Please repeat, from the entries that follow, the lines from the one containing "Target: face mask" through the one containing "Target: blue sky" exactly, adding nothing.

*** Opening of Source information ***

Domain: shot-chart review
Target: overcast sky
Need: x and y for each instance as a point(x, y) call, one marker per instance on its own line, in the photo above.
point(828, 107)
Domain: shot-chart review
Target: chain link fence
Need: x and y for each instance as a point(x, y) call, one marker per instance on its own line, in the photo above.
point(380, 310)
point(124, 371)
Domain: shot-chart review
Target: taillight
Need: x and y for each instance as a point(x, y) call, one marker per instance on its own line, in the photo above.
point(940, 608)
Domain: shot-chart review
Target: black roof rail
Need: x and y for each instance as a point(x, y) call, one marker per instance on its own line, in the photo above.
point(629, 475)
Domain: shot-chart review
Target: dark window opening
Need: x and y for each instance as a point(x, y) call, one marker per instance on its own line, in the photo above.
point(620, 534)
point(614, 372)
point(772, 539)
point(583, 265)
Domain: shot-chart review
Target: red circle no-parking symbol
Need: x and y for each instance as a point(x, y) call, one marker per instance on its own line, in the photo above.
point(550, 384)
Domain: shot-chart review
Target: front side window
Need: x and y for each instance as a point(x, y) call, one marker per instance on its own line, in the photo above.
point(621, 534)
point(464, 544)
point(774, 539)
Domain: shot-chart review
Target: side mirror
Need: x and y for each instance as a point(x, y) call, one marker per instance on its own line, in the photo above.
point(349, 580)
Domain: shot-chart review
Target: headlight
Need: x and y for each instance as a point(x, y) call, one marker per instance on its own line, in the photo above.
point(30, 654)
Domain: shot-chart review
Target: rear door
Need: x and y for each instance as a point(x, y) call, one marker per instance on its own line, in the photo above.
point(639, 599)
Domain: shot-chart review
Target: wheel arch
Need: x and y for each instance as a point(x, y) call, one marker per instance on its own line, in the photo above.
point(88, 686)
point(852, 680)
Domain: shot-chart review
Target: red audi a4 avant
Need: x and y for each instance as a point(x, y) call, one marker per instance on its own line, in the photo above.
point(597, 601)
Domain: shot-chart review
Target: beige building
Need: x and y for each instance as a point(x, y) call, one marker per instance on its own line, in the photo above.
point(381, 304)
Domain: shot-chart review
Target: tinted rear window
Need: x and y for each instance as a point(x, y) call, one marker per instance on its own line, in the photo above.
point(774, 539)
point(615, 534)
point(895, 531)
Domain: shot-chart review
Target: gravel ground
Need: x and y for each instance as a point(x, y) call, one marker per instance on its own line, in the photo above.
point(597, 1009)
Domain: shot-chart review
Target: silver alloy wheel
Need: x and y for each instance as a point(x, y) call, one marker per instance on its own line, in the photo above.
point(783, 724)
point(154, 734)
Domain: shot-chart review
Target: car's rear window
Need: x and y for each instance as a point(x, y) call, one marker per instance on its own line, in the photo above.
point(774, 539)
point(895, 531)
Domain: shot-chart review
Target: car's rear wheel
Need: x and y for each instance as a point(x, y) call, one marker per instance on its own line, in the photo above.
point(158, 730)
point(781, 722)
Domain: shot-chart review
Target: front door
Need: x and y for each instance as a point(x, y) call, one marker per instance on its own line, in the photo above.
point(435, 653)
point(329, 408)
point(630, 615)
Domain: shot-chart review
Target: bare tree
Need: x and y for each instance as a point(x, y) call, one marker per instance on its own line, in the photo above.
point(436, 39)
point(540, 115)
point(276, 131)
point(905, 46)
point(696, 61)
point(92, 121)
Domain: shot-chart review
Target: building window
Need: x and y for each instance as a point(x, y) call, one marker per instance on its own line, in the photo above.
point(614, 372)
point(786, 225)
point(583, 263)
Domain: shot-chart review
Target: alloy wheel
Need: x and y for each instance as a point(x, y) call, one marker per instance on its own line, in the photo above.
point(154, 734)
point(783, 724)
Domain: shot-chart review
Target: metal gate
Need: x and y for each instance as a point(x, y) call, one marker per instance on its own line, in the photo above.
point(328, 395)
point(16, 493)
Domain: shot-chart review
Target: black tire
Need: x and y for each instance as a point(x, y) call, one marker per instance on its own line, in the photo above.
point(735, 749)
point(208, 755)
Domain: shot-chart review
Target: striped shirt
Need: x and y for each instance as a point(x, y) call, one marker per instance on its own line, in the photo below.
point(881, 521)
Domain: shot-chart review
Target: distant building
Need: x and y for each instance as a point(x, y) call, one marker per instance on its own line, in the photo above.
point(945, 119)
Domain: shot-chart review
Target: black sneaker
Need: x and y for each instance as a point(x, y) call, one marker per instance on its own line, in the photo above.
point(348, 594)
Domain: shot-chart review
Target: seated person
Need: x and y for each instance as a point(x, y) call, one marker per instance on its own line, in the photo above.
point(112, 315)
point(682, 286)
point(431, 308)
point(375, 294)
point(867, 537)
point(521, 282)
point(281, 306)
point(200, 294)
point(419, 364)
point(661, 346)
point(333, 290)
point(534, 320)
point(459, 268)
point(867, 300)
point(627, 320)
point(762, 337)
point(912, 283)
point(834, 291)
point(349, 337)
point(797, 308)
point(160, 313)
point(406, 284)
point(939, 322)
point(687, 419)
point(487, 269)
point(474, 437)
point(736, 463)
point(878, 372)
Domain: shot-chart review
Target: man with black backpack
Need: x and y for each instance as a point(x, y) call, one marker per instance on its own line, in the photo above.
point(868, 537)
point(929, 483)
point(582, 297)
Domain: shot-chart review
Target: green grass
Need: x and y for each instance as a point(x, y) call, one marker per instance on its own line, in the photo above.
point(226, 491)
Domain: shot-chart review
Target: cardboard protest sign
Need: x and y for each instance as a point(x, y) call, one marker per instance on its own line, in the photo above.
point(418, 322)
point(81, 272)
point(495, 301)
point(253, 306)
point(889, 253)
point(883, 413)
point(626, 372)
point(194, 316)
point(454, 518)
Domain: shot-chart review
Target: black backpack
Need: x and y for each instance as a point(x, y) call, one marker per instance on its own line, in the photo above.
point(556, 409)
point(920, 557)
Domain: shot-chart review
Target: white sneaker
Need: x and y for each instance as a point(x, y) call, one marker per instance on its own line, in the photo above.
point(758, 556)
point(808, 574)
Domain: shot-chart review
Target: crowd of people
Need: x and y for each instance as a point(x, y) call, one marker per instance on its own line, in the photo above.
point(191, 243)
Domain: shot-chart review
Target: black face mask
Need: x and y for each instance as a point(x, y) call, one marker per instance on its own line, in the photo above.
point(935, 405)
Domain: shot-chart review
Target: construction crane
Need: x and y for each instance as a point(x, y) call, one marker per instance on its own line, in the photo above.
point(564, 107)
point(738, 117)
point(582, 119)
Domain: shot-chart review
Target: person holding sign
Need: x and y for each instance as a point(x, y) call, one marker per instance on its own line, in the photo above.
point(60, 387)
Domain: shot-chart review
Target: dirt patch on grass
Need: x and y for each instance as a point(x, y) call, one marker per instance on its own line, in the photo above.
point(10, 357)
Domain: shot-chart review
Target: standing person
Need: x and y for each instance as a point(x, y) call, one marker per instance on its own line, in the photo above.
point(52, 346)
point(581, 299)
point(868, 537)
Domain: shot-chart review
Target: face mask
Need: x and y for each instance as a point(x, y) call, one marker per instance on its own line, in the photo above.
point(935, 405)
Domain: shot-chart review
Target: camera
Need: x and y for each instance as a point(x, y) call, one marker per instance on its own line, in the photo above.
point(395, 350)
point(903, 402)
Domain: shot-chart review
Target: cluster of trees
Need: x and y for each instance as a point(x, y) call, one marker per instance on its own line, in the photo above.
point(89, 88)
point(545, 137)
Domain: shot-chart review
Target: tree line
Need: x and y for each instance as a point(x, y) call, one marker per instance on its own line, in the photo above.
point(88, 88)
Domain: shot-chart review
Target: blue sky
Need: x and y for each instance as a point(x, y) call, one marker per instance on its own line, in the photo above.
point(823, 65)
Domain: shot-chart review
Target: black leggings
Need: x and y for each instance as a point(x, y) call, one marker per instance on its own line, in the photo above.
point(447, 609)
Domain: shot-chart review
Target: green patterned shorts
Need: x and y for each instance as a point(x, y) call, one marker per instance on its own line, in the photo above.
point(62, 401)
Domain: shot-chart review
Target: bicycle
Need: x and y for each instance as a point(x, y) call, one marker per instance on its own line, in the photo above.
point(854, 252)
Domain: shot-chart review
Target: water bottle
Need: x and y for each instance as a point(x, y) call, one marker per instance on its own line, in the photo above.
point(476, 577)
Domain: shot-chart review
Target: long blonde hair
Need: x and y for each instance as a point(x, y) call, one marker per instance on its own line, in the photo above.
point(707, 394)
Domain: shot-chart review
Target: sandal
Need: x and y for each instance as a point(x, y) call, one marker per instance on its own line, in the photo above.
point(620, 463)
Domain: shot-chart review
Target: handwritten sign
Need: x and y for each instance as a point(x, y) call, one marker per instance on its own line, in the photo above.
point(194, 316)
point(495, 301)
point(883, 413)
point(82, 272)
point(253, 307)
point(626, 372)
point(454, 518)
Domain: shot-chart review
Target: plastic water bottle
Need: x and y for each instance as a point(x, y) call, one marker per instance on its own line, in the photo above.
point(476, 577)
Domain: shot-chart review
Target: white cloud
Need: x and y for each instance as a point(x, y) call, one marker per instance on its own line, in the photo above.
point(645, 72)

*** Close of Source information ***

Response to the exercise ->
Target: face mask
Need: x and y for each instance as a point(x, y) call, one marker per instance on its own line, in the photo above.
point(935, 405)
Domain: shot-chart review
Target: camera
Need: x and y for each instance as a point(x, y) call, one marker per instance on its own line, in the photo above.
point(395, 350)
point(903, 402)
Domain: shot-chart review
Target: cluster of trees
Need: x and y for each instance as a point(x, y) call, one marker per instance on its own line, in the photo above.
point(89, 88)
point(545, 137)
Domain: shot-chart review
Target: tree line
Need: x and y for each instance as a point(x, y) call, one marker per instance on its own line, in the photo above.
point(88, 88)
Domain: shot-chart review
Target: blue sky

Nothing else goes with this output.